> _THE PROBLEM_
Starting with the first line of the data below, copy each line up to and including the one containing "negative clicks: (366, 258)". Pictures stay out.
======== SUPPLIED RECORDS ========
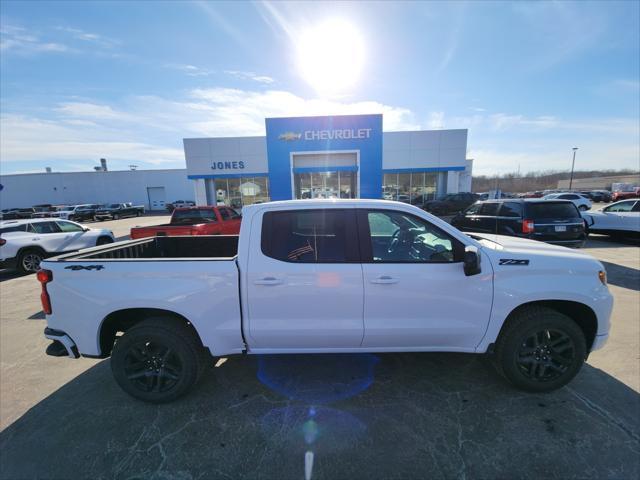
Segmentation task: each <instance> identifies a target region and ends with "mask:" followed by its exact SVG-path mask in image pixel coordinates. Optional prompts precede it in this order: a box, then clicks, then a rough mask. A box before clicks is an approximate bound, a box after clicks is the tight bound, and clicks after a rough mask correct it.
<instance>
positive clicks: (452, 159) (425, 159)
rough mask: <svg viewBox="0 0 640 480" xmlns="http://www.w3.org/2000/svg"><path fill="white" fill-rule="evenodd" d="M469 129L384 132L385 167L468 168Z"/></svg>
mask: <svg viewBox="0 0 640 480" xmlns="http://www.w3.org/2000/svg"><path fill="white" fill-rule="evenodd" d="M466 156H467V130H425V131H418V132H384V133H383V134H382V169H383V170H391V169H399V168H412V169H420V168H442V169H447V167H465V166H466V164H465V159H466Z"/></svg>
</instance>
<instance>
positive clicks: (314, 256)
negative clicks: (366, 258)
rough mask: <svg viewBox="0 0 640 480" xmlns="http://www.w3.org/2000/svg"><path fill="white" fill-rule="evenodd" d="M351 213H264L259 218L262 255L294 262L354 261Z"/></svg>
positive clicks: (353, 234) (309, 211)
mask: <svg viewBox="0 0 640 480" xmlns="http://www.w3.org/2000/svg"><path fill="white" fill-rule="evenodd" d="M356 238H357V234H356V230H355V214H354V212H353V210H350V209H349V210H340V209H327V210H295V211H282V212H267V213H265V214H264V216H263V218H262V253H264V254H265V255H266V256H268V257H271V258H275V259H276V260H281V261H284V262H293V263H344V262H357V261H358V252H357V244H356Z"/></svg>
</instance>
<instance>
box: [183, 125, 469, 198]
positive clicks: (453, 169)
mask: <svg viewBox="0 0 640 480" xmlns="http://www.w3.org/2000/svg"><path fill="white" fill-rule="evenodd" d="M265 132H266V135H265V136H260V137H218V138H188V139H184V150H185V160H186V165H187V175H188V178H189V179H191V180H193V181H194V189H195V198H196V202H197V203H198V204H201V205H207V204H208V205H213V204H226V205H231V206H233V207H236V208H241V207H243V206H245V205H248V204H251V203H256V202H264V201H269V200H289V199H297V198H385V199H392V200H399V201H406V202H411V203H416V204H419V203H420V202H422V201H426V200H429V199H432V198H437V197H440V196H442V195H444V194H445V193H457V192H458V191H469V190H470V187H471V168H472V162H471V161H470V160H467V158H466V154H467V130H422V131H405V132H384V133H383V116H382V115H381V114H373V115H339V116H319V117H291V118H267V119H266V120H265Z"/></svg>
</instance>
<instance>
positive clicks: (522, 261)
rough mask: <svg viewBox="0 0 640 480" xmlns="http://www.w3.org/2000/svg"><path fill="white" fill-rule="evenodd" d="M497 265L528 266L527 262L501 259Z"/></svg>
mask: <svg viewBox="0 0 640 480" xmlns="http://www.w3.org/2000/svg"><path fill="white" fill-rule="evenodd" d="M499 265H529V260H520V259H517V258H501V259H500V263H499Z"/></svg>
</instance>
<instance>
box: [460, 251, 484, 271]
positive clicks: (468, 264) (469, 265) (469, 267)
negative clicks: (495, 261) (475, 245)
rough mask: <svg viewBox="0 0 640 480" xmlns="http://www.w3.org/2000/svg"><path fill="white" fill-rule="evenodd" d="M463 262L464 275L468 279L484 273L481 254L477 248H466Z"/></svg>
mask: <svg viewBox="0 0 640 480" xmlns="http://www.w3.org/2000/svg"><path fill="white" fill-rule="evenodd" d="M462 262H463V264H464V274H465V275H466V276H467V277H470V276H471V275H477V274H478V273H480V272H481V271H482V270H481V268H480V254H479V253H478V249H477V248H476V247H467V248H465V250H464V257H463V261H462Z"/></svg>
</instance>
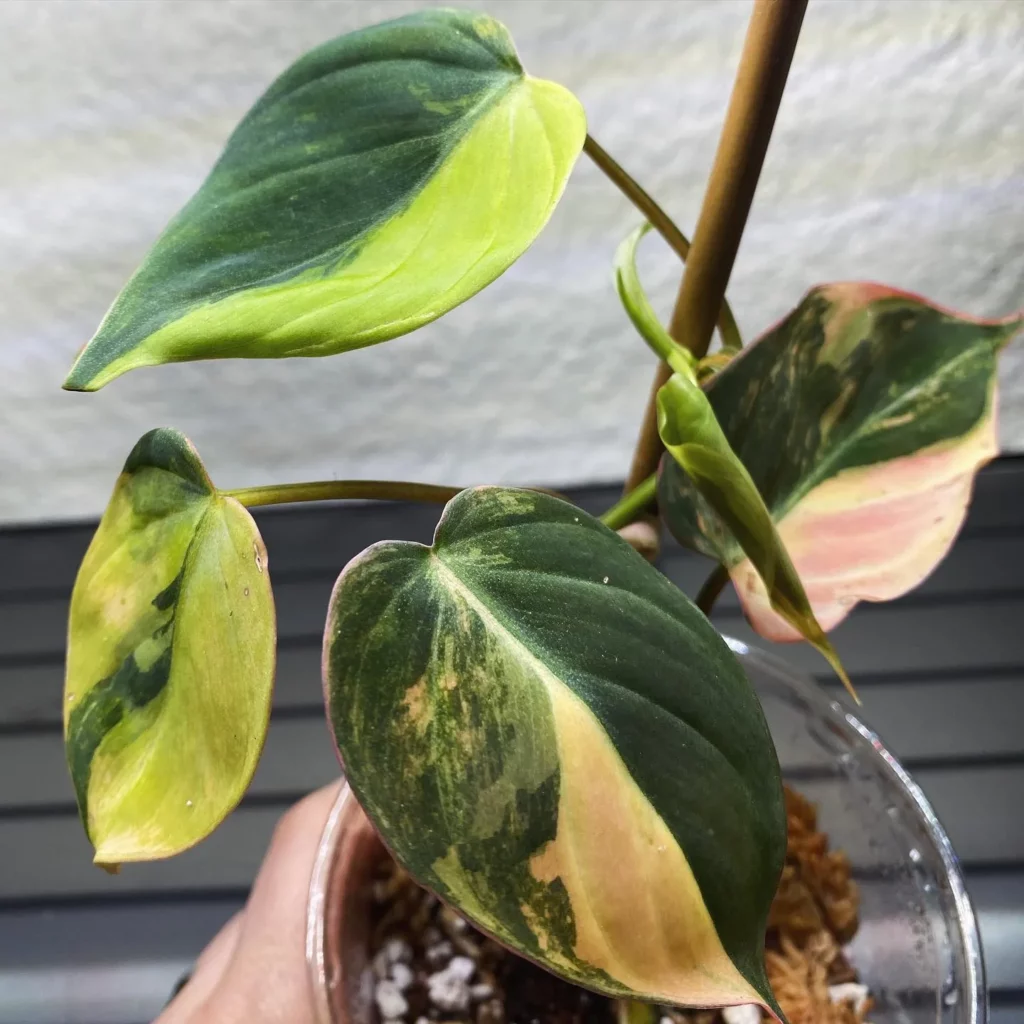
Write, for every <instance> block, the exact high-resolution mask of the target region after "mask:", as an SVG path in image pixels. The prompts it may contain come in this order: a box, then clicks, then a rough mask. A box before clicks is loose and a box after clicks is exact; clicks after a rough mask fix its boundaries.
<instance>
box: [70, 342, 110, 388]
mask: <svg viewBox="0 0 1024 1024" xmlns="http://www.w3.org/2000/svg"><path fill="white" fill-rule="evenodd" d="M83 351H84V349H83ZM101 386H102V385H100V384H97V383H96V382H95V380H94V379H92V378H90V376H89V375H88V374H87V373H84V372H83V370H82V355H81V353H79V356H78V358H77V359H75V362H74V365H73V366H72V368H71V370H70V371H69V372H68V376H67V377H66V378H65V380H63V383H62V384H61V385H60V387H61V388H63V390H65V391H98V390H99V388H100V387H101Z"/></svg>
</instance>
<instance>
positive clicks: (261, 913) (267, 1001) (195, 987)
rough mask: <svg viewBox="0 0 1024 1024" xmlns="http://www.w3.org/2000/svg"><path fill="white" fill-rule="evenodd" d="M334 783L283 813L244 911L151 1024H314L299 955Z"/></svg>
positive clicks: (311, 995) (305, 961)
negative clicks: (310, 893) (315, 871)
mask: <svg viewBox="0 0 1024 1024" xmlns="http://www.w3.org/2000/svg"><path fill="white" fill-rule="evenodd" d="M337 796H338V783H333V784H331V785H328V786H325V787H324V788H323V790H317V791H316V793H313V794H310V795H309V796H308V797H306V798H305V799H304V800H301V801H300V802H299V803H298V804H296V805H295V806H294V807H293V808H291V810H289V811H288V812H287V813H286V814H285V815H284V817H282V819H281V821H279V822H278V826H276V828H275V829H274V833H273V839H272V840H271V841H270V848H269V850H268V851H267V854H266V857H264V858H263V864H262V866H261V867H260V870H259V874H258V876H257V877H256V882H255V884H254V885H253V888H252V892H251V893H250V895H249V899H248V901H247V902H246V905H245V908H244V909H242V910H240V911H239V912H238V913H237V914H236V915H234V916H233V918H232V919H231V920H230V921H229V922H228V923H227V924H226V925H224V927H223V928H222V929H221V930H220V931H219V932H218V933H217V935H216V936H215V937H214V939H213V941H212V942H211V943H210V944H209V945H208V946H207V947H206V949H205V950H203V953H202V955H201V956H200V958H199V961H197V963H196V970H195V971H194V973H193V976H191V978H190V979H189V980H188V982H187V984H185V986H184V987H183V988H182V989H181V991H180V992H179V993H178V994H177V995H176V996H175V997H174V998H173V999H172V1000H171V1002H170V1005H169V1006H168V1007H167V1008H166V1009H165V1010H164V1012H163V1013H162V1014H161V1015H160V1017H159V1018H158V1019H157V1020H156V1022H155V1024H243V1022H244V1024H317V1022H316V1017H315V1012H314V1009H313V1001H312V992H311V990H310V985H309V979H308V975H307V968H306V958H305V941H306V903H307V900H308V894H309V880H310V877H311V874H312V869H313V861H314V859H315V857H316V848H317V845H318V843H319V838H321V834H322V833H323V831H324V825H325V823H326V822H327V818H328V814H329V813H330V811H331V807H332V805H333V804H334V802H335V800H336V798H337Z"/></svg>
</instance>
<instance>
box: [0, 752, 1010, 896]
mask: <svg viewBox="0 0 1024 1024" xmlns="http://www.w3.org/2000/svg"><path fill="white" fill-rule="evenodd" d="M292 753H293V756H296V757H298V753H297V752H294V751H293V752H292ZM325 763H326V762H325ZM915 777H916V779H918V781H919V782H920V784H921V785H922V787H923V788H924V791H925V793H926V794H927V795H928V796H929V798H930V799H931V800H932V802H933V804H934V806H935V808H936V811H937V812H938V814H939V817H940V818H941V819H942V821H943V823H944V824H945V826H946V828H947V829H948V831H949V835H950V837H951V839H952V842H953V845H954V847H955V848H956V850H957V852H958V854H959V856H961V857H962V859H963V860H964V861H965V862H966V863H969V864H970V863H971V862H975V861H977V862H981V863H984V864H989V865H991V864H999V863H1002V864H1006V863H1019V862H1024V816H1022V815H1021V814H1020V812H1019V809H1020V798H1021V794H1022V793H1024V765H1021V766H1016V767H1014V766H994V767H982V768H975V769H972V770H970V771H965V770H962V769H955V770H952V769H950V770H946V769H925V770H922V771H920V772H918V773H916V775H915ZM799 787H800V788H801V790H802V791H803V792H805V793H806V794H807V795H808V797H810V798H811V799H812V800H814V801H815V802H816V803H818V804H819V806H820V808H821V815H822V821H823V822H824V824H825V826H826V827H827V828H829V829H833V830H835V833H836V835H837V837H841V838H842V840H841V841H842V845H843V846H844V848H846V849H847V850H848V852H849V853H850V855H851V858H852V859H853V860H854V862H855V863H857V864H862V865H867V866H871V865H874V864H878V863H880V857H881V858H882V859H883V860H884V859H885V856H887V854H885V851H884V848H883V849H882V851H881V852H880V850H879V849H876V848H874V847H872V846H871V845H870V839H871V837H869V836H868V835H867V834H866V833H865V831H863V830H855V829H852V828H851V827H850V817H849V816H850V813H851V808H855V807H857V806H858V805H859V804H860V803H861V802H862V800H861V796H860V795H856V794H852V793H851V792H850V791H846V790H845V788H844V787H843V786H841V785H838V784H837V783H836V782H835V781H831V780H817V781H807V780H801V781H800V782H799ZM867 798H870V799H871V803H872V806H873V805H877V804H878V799H877V796H876V797H871V795H870V794H867V796H866V798H865V799H867ZM285 799H291V798H290V797H287V798H286V797H285V796H284V795H282V800H283V801H284V800H285ZM266 803H267V802H266V801H260V802H259V805H258V806H252V805H246V804H245V803H244V804H243V806H242V807H241V808H240V809H239V810H238V811H236V812H234V813H233V814H232V815H231V816H230V817H229V818H228V819H227V821H226V822H224V824H223V825H222V826H221V827H220V828H219V829H218V830H217V831H216V833H215V834H214V835H213V836H212V837H211V838H210V839H209V840H207V841H206V842H204V843H201V844H200V845H199V846H198V847H196V848H195V849H194V850H190V851H188V852H187V853H185V854H183V855H182V856H180V857H176V858H174V859H172V860H168V861H163V862H160V863H154V864H128V865H126V866H125V867H124V870H123V872H122V874H121V876H118V877H116V878H111V877H110V876H106V874H104V873H103V872H102V871H100V870H98V869H97V868H94V867H93V866H92V865H91V863H90V858H89V846H88V843H87V842H86V840H85V837H84V836H83V834H82V828H81V824H80V823H79V821H78V818H77V816H75V815H74V814H72V813H71V812H70V808H69V809H68V810H67V811H61V813H59V814H53V815H47V816H44V817H39V816H34V815H33V816H29V817H22V816H15V817H8V818H4V819H0V850H2V851H3V870H2V871H0V903H2V902H3V901H4V900H11V899H14V898H29V897H46V896H72V895H83V894H92V893H97V894H98V893H110V894H116V893H119V892H120V893H126V892H139V891H161V890H167V889H183V888H189V887H196V888H198V889H199V888H211V889H220V888H223V887H225V886H240V885H247V884H248V883H249V881H250V880H251V879H252V877H253V871H254V870H255V867H256V865H257V864H258V862H259V851H261V850H262V849H263V848H264V847H265V845H266V841H267V838H268V837H269V833H270V828H271V827H272V823H273V821H274V820H276V817H278V816H279V813H280V811H281V810H283V809H284V807H283V804H282V806H281V807H280V808H279V806H278V805H276V804H275V803H274V802H273V801H272V800H271V801H270V804H271V806H265V804H266ZM872 813H873V812H872Z"/></svg>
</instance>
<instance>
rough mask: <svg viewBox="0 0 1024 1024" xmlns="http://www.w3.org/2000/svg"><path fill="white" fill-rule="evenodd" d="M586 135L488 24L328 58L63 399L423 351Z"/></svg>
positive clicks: (86, 350)
mask: <svg viewBox="0 0 1024 1024" xmlns="http://www.w3.org/2000/svg"><path fill="white" fill-rule="evenodd" d="M585 135H586V123H585V117H584V113H583V109H582V108H581V105H580V103H579V101H578V100H577V99H575V97H573V96H572V95H571V94H570V93H569V92H567V91H566V90H565V89H563V88H562V87H561V86H558V85H555V84H553V83H551V82H545V81H541V80H538V79H534V78H530V77H528V76H527V75H525V74H524V73H523V70H522V67H521V66H520V63H519V59H518V57H517V56H516V52H515V48H514V47H513V45H512V40H511V38H510V37H509V34H508V32H507V31H506V29H505V28H504V26H502V25H501V24H500V23H499V22H496V20H495V19H494V18H492V17H488V16H487V15H485V14H477V13H473V12H471V11H465V10H460V11H457V10H443V9H442V10H428V11H421V12H418V13H416V14H411V15H409V16H407V17H400V18H397V19H396V20H393V22H388V23H385V24H383V25H379V26H376V27H374V28H370V29H364V30H361V31H359V32H354V33H352V34H350V35H347V36H342V37H341V38H339V39H335V40H334V41H332V42H330V43H327V44H325V45H324V46H321V47H318V48H317V49H315V50H312V51H311V52H310V53H308V54H306V55H305V56H304V57H302V58H301V59H299V60H298V61H297V62H296V63H295V65H293V66H292V67H291V68H290V69H289V70H288V71H286V72H285V74H284V75H282V76H281V78H279V79H278V81H276V82H274V83H273V85H271V86H270V88H269V89H268V90H267V92H266V93H265V94H264V95H263V97H262V98H261V99H260V100H259V101H258V102H257V103H256V105H255V106H254V108H253V109H252V111H250V112H249V114H248V115H247V116H246V118H245V119H244V120H243V121H242V123H241V124H240V125H239V127H238V129H237V130H236V131H234V133H233V134H232V135H231V137H230V139H229V140H228V143H227V147H226V150H225V151H224V153H223V155H222V156H221V158H220V160H219V161H218V163H217V165H216V167H214V169H213V172H212V173H211V174H210V176H209V178H207V180H206V182H205V183H204V184H203V186H202V188H200V190H199V193H197V195H196V196H195V198H194V199H193V200H191V201H190V202H189V203H188V205H187V206H185V208H184V209H183V210H182V211H181V212H180V213H179V214H178V215H177V217H176V218H175V219H174V220H173V221H172V222H171V224H170V225H169V226H168V228H167V229H166V230H165V231H164V233H163V234H162V236H161V238H160V239H159V240H158V242H157V244H156V246H155V247H154V249H153V250H152V251H151V253H150V254H148V256H147V257H146V258H145V261H144V262H143V263H142V265H141V267H140V268H139V269H138V270H137V271H136V273H135V275H134V276H133V278H132V279H131V281H130V282H129V283H128V285H127V286H126V288H125V290H124V291H123V292H122V294H121V295H120V297H119V298H118V299H117V301H116V302H115V303H114V306H113V307H112V309H111V310H110V312H109V313H108V314H106V317H105V318H104V321H103V323H102V324H101V325H100V327H99V330H98V332H97V333H96V335H95V337H94V338H93V339H92V341H91V342H89V344H88V346H87V347H86V348H85V349H84V351H83V352H82V353H81V354H80V356H79V358H78V360H77V361H76V364H75V366H74V367H73V368H72V371H71V374H70V375H69V377H68V380H67V382H66V383H65V387H68V388H72V389H75V390H85V391H92V390H95V389H96V388H99V387H102V385H104V384H106V383H109V382H110V381H112V380H114V379H115V378H116V377H118V376H120V375H121V374H123V373H125V372H126V371H128V370H132V369H134V368H136V367H144V366H154V365H157V364H162V362H172V361H179V360H182V359H205V358H220V357H227V356H247V357H261V356H286V355H330V354H333V353H335V352H341V351H346V350H348V349H352V348H358V347H360V346H364V345H372V344H375V343H376V342H380V341H385V340H387V339H389V338H394V337H396V336H398V335H400V334H406V333H408V332H409V331H413V330H415V329H416V328H418V327H421V326H422V325H424V324H427V323H429V322H430V321H433V319H435V318H436V317H438V316H440V315H441V314H442V313H444V312H446V311H447V310H450V309H452V308H453V307H454V306H456V305H458V304H459V303H460V302H463V301H465V300H466V299H468V298H469V297H470V296H471V295H474V294H475V293H476V292H478V291H479V290H480V289H481V288H483V287H484V286H486V285H488V284H489V283H490V282H492V281H494V280H495V278H497V276H498V275H499V274H500V273H502V272H503V271H504V270H505V269H507V268H508V266H509V265H510V264H511V263H512V262H514V261H515V260H516V259H517V258H518V257H519V256H520V255H521V254H522V253H523V251H524V250H525V249H526V248H527V247H528V246H529V244H530V243H531V242H532V241H534V239H535V238H536V237H537V234H538V232H539V231H540V230H541V228H542V227H543V226H544V224H545V223H546V222H547V220H548V217H549V216H550V215H551V211H552V210H553V209H554V207H555V204H556V203H557V202H558V199H559V197H560V196H561V193H562V189H563V187H564V185H565V181H566V179H567V177H568V174H569V171H570V170H571V168H572V165H573V163H574V162H575V159H577V157H578V156H579V154H580V151H581V150H582V147H583V142H584V138H585Z"/></svg>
========
> _RESULT BELOW_
Segmentation task: each <instance> identifies a target region and ends with "mask:" followed by its exact SVG-path mask in image pixel coordinates. Optional prompts precede it in this order: a box, then clicks, then a rough mask. A box before clicks is an approximate bound, a box after clicks is the tight bound, and clicks after a rough mask correct it.
<instance>
positive clicks: (452, 159) (425, 159)
rough mask: <svg viewBox="0 0 640 480" xmlns="http://www.w3.org/2000/svg"><path fill="white" fill-rule="evenodd" d="M469 129L384 132L385 167L468 168Z"/></svg>
mask: <svg viewBox="0 0 640 480" xmlns="http://www.w3.org/2000/svg"><path fill="white" fill-rule="evenodd" d="M466 156H467V130H425V131H418V132H384V133H383V134H382V169H383V170H391V169H399V168H412V169H420V168H442V169H447V167H465V166H466V164H465V159H466Z"/></svg>
</instance>
<instance>
positive clicks: (314, 256)
negative clicks: (366, 258)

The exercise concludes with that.